--- RECORDED DATA ---

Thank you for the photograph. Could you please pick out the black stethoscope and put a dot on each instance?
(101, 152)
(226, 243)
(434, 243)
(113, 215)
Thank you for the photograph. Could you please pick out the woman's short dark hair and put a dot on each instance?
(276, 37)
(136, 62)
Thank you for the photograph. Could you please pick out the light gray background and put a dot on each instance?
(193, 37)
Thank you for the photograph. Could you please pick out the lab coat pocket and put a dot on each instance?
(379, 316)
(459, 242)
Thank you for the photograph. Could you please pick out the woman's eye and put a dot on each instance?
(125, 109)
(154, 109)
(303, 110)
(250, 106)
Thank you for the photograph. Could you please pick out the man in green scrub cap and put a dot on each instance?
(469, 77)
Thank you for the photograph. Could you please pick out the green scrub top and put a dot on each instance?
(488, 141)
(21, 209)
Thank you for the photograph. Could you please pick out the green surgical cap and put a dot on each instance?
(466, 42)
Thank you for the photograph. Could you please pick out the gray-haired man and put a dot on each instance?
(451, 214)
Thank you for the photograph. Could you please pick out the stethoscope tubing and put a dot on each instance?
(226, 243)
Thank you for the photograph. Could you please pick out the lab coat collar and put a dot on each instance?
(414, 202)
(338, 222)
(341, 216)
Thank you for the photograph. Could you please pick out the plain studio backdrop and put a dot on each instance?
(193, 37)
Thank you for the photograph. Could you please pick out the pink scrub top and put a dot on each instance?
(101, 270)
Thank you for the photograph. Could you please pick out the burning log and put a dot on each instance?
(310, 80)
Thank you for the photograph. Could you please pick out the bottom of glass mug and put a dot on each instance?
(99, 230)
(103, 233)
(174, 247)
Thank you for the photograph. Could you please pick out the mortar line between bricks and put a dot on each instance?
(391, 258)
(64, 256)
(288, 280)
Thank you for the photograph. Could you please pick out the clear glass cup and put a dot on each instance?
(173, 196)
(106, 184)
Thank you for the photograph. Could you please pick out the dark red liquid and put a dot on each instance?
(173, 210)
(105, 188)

---

GOAL OF THE EXERCISE:
What you write must match the records above exactly, line for line.

RESPONSE AREA:
Thank you for the photograph. Could you please pick out the black stethoscope and put a dot on each instance?
(101, 152)
(226, 243)
(434, 243)
(113, 215)
Thank you for the photograph. Could you please pick out the woman's short dark hair and put a dot on each instance?
(276, 37)
(136, 62)
Thank you for the photograph. Could you please pick out the light gray background and put a dot on each instance?
(193, 37)
Thank you for the photograph. Could you please pick out the lab coat pocket and put a dot on each instance?
(379, 316)
(459, 242)
Thank you for the photograph. Could you please pick out the woman's eye and put a dot on each instance?
(125, 109)
(154, 109)
(303, 110)
(250, 106)
Thank you for the photograph. Could you please pick out the man in green scrub cap and put a dot on each instance?
(469, 77)
Thank you for the photograph. Could you please pick out the green scrub top and put a dot on each instance?
(488, 141)
(21, 209)
Thank you for the photograph. Could you please pick out the green surgical cap and put a dot on each instance?
(466, 42)
Thank you for the photograph. Could you please pick out the gray-haired man and put a dot on each instance?
(451, 214)
Thank you for the photograph. Could you please pick out the stethoscope tubing and put a dot on each instance?
(226, 243)
Thank you for the photograph. Could you please pick out the lab coat collar and put a dot on each instance?
(414, 202)
(338, 222)
(341, 216)
Thank you for the photograph. Could you please pick out the plain studio backdrop and put a dot on each instance?
(193, 37)
Thank you for the photograph. Could you please pick out the pink scrub top and put a dot on each instance?
(101, 270)
Thank you for the photograph. Could you please pick out the burning log and put a dot on each instance?
(310, 80)
Thank you for the photograph. Could you please pick out the bottom of glass mug and put a dot on each instance?
(99, 230)
(103, 233)
(174, 247)
Thank you for the photograph. Could you please pick out the mortar line between bricks and put a dot on each instance?
(391, 258)
(64, 256)
(288, 280)
Thank you for the photograph. Could you please pick out the clear glass cup and put a dot on each instance?
(173, 196)
(106, 184)
Thank you for the photograph. Could you please pick out the dark red liquid and put a dot on each instance?
(173, 210)
(105, 188)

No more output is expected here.